● **DIRECTIONS**
Revise the records below so that every "where exactly is it" becomes "where exactly can it be found", keeping everything else the same. Leave the pictures out of your answer.

[Stored data]
## begin
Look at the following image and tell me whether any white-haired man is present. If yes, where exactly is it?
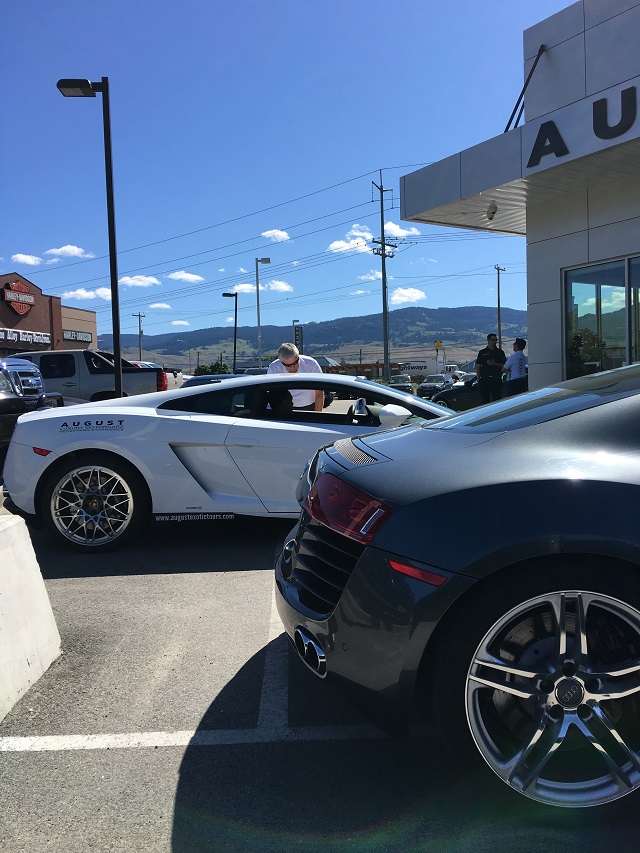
[267,344,324,412]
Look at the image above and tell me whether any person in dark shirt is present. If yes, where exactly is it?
[476,334,507,403]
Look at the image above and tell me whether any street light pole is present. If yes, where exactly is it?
[494,264,504,349]
[371,169,396,382]
[256,258,271,367]
[222,293,238,373]
[57,77,122,397]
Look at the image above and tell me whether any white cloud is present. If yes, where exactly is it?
[118,275,160,287]
[384,222,420,237]
[62,287,111,302]
[327,223,373,252]
[327,237,371,252]
[347,223,373,240]
[167,270,204,284]
[45,246,95,258]
[602,289,625,311]
[11,254,42,267]
[260,228,291,243]
[267,281,293,293]
[389,287,427,305]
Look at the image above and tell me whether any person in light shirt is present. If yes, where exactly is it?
[502,338,528,397]
[267,344,324,412]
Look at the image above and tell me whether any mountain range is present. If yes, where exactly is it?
[100,305,527,363]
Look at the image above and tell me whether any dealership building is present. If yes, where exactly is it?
[401,0,640,388]
[0,273,97,356]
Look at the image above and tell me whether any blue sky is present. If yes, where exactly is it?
[0,0,568,335]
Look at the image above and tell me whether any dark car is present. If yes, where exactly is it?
[276,365,640,807]
[431,373,482,412]
[389,373,413,394]
[416,373,453,400]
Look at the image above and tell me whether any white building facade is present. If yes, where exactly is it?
[401,0,640,388]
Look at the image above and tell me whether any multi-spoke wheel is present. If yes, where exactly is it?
[428,569,640,808]
[42,455,148,549]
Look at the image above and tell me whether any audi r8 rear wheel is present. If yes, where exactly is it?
[41,454,150,550]
[428,566,640,807]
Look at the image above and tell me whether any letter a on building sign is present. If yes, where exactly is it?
[527,121,569,169]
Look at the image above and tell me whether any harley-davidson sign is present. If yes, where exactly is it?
[2,281,36,316]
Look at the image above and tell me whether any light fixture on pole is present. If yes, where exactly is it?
[371,169,398,383]
[222,293,238,373]
[57,77,122,397]
[256,258,271,367]
[494,264,505,349]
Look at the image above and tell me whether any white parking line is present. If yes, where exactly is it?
[258,583,289,731]
[0,725,386,752]
[0,572,387,752]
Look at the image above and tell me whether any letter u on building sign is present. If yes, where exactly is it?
[593,86,638,139]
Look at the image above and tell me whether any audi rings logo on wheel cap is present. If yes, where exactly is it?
[293,628,327,678]
[556,678,584,708]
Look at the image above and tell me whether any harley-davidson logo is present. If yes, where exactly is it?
[3,281,36,316]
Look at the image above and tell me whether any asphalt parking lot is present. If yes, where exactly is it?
[0,500,639,853]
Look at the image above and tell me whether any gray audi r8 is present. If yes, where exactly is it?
[276,365,640,807]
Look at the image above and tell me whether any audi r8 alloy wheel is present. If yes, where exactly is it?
[42,455,149,550]
[430,573,640,808]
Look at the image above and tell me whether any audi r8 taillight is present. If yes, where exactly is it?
[304,474,393,545]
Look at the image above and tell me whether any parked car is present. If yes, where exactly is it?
[431,373,482,412]
[4,373,451,551]
[389,373,413,394]
[0,356,64,457]
[276,364,640,807]
[22,350,167,401]
[180,373,249,388]
[416,373,453,400]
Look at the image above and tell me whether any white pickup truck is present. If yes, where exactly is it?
[129,360,184,391]
[20,350,168,402]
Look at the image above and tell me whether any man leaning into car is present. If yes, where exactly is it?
[267,344,324,412]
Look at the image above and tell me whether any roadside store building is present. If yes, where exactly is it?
[401,0,640,388]
[0,273,98,356]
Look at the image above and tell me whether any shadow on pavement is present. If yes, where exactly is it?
[29,516,293,580]
[172,636,638,853]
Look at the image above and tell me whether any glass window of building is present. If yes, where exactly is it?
[565,258,628,379]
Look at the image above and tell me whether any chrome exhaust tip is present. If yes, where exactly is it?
[293,628,327,678]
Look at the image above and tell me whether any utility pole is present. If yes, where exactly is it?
[131,314,145,361]
[371,169,398,382]
[494,264,505,349]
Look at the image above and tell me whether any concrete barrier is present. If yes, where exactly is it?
[0,515,60,720]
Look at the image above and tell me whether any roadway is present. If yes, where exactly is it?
[0,502,639,853]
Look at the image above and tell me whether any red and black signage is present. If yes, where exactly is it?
[2,281,36,316]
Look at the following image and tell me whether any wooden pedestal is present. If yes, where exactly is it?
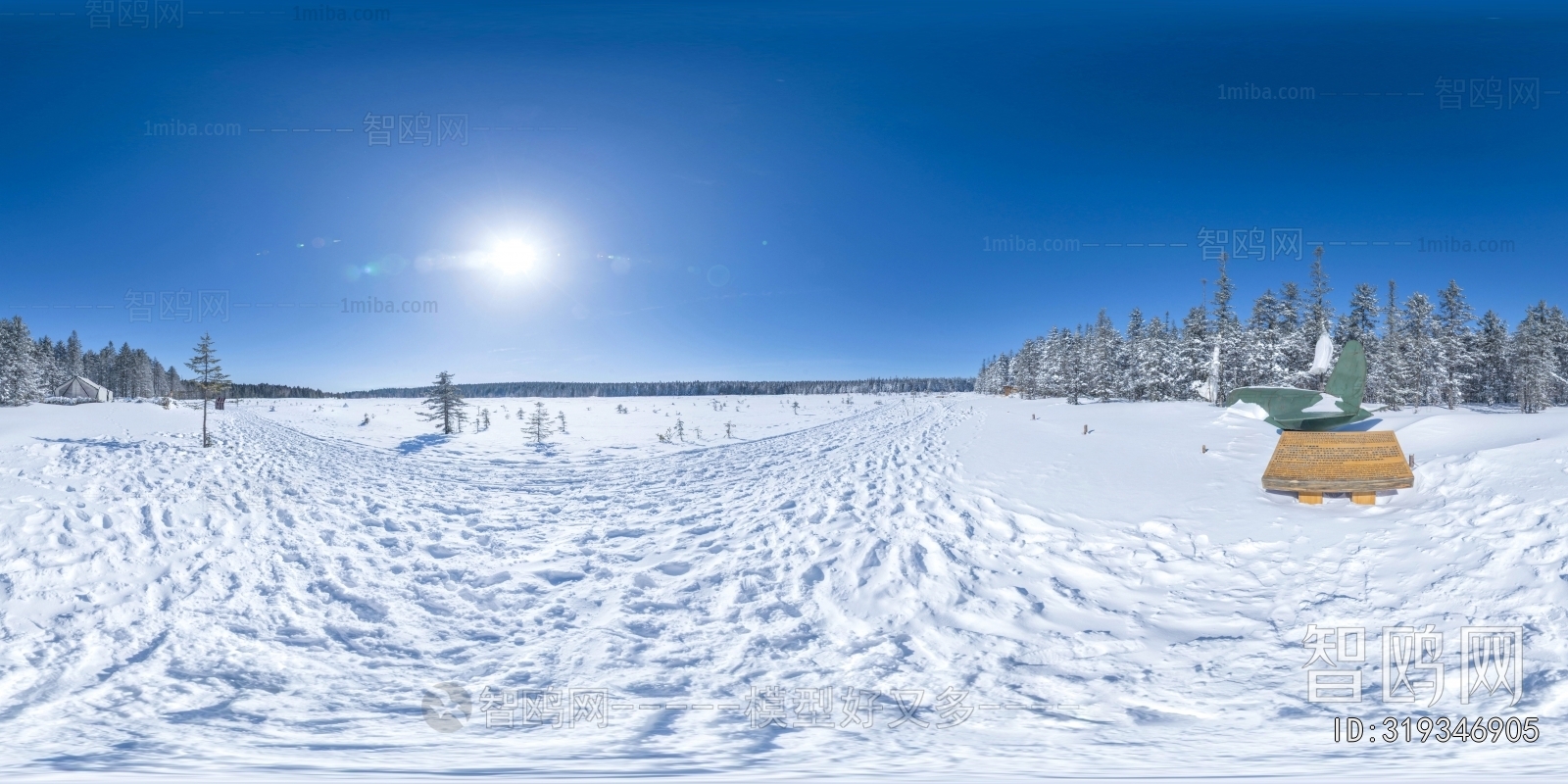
## end
● **EXERCISE RESPONSE**
Look at the following image and tell me whether any white-haired man is present. If yes, where exactly can it be found?
[267,344,324,412]
Look at the image above and tell me whether any person in dark shirt is present. If yes, where exactly can it be found?
[476,334,507,403]
Look at the image above and tell me whether any street light pole is present. If yes, where exactly can it be found?
[494,264,504,349]
[371,169,396,382]
[256,258,271,367]
[222,293,238,373]
[57,77,122,397]
Look at the image above and tell me whether any white cloud is present. If yes, where exactly can it be found?
[118,275,160,287]
[384,222,420,237]
[62,287,111,302]
[327,223,373,252]
[327,237,371,252]
[347,223,373,240]
[167,270,204,284]
[45,246,95,258]
[602,289,625,311]
[11,254,42,267]
[260,228,291,243]
[267,281,293,293]
[389,287,427,305]
Look at the image above and tell me whether any person in light shirt is present. If yes, where exactly can it be found?
[502,338,528,397]
[267,344,324,412]
Look at the image above and tell me whether any mountain range is present. If yes, where exactly can it be found?
[100,305,527,363]
Look at the image above and tell me whether any dealership building is present. If yes, where exactly can it be found?
[401,0,640,388]
[0,273,97,356]
Look at the image above and tell me whether any blue sky is present. If yes, where exactly can it be found?
[0,0,568,335]
Look at the image above and tell me whether any dark car is present. If yes, where exactly can it be found?
[276,365,640,807]
[431,373,482,412]
[389,373,413,394]
[416,373,453,400]
Look at the image above and tell me whether any white building facade is present. If yes, where exactly can it be found?
[401,0,640,388]
Look at the image above and tell me whether any multi-spoke wheel is present. If yes, where exactly can it be found?
[428,569,640,808]
[42,455,148,549]
Look at the image above and tell me whether any audi r8 rear wheel is present. If yes, where exactly can it be found?
[41,454,150,550]
[428,566,640,807]
Look at the image above and tell me whether any letter a on building sign is present. If yes, where exactly can it be found?
[527,121,569,169]
Look at the image above and tell me whether any harley-davidson sign is present. If yes, where exactly can it be found?
[2,281,36,316]
Look at the image above and tell me whether any light fixture on pole is present. If yes, where exactly can it be found?
[371,169,398,383]
[222,293,238,373]
[57,77,122,397]
[256,258,271,367]
[494,264,505,349]
Look at the image above and tell me whether any white parking line is present. If yes, where exactly can it be found?
[258,583,289,731]
[0,725,386,752]
[0,572,387,752]
Look at the image above and tell me whether any letter u on building sign is present. If yes, where exactly can it be found?
[593,86,638,139]
Look at the image above and tell me whether any audi rings logo on wheel cap is present. If yes, where exactly can it be found?
[293,628,327,678]
[556,678,584,708]
Look at the image above and tell me whether any harley-davidson logo is present. If yes, where exactly can it be found?
[3,281,36,316]
Look at the image above and tell me whether any asphalt parking lot is present. If yes, where exactly can it be found?
[0,500,639,853]
Look at the image above and tell me whether any gray audi r8 is present. If yes, where exactly can it be found?
[276,365,640,807]
Look at the image above and tell me whether any audi r8 alloy wheel is present. If yes, where exactly can it be found?
[42,455,149,550]
[430,573,640,808]
Look at the image above and tell me whether any audi r8 taillight is present. If yes, where exactly can it be found?
[304,474,393,545]
Look at the image above and tell me whether any parked car is present. If yes, where exactly can it be found?
[431,373,482,412]
[4,373,451,551]
[389,373,413,394]
[0,356,64,457]
[276,364,640,807]
[22,350,167,401]
[180,373,249,388]
[416,373,453,400]
Look at the image above and tell me whether any white pickup truck is present. If yes, where exactly can it be found?
[129,360,184,391]
[20,350,168,402]
Look at the image above and tell me whether any man leaning into car is present. If yes, where exactly can it be found?
[267,344,324,412]
Look at the image above and tell me whether any roadside store building is present. If yes, where exactly can it be found?
[401,0,640,388]
[0,273,98,356]
Look at the image above and tell me whether any shadow on pavement is present. If yes, where exactly can it be found?
[29,516,293,580]
[172,636,638,853]
Look at the image above and tell me whether any glass window of building is present. If yes, where exactly can it be found?
[565,258,628,379]
Look at the image above and tell me whether any chrome exhaust tip is present. If yes, where exactly can it be found?
[293,628,327,678]
Look at the image above and tell me whether any utility pole is present. If yes, where exactly can it be found?
[131,314,145,361]
[371,169,398,382]
[494,264,505,349]
Look at the image above and tell me whether any concrete barrier is present. If yes, where exactly can it be found?
[0,515,60,720]
Look at the image above and tell me whether any roadway is present. If yes, where exactly can it be found?
[0,502,639,853]
Look at the image above and tell me whether any red and black signage is present. If yes, where exactly can it be found?
[2,281,36,316]
Look at the following image and tell me whether any wooden pedestal is present. If yes, where exactly can it be found?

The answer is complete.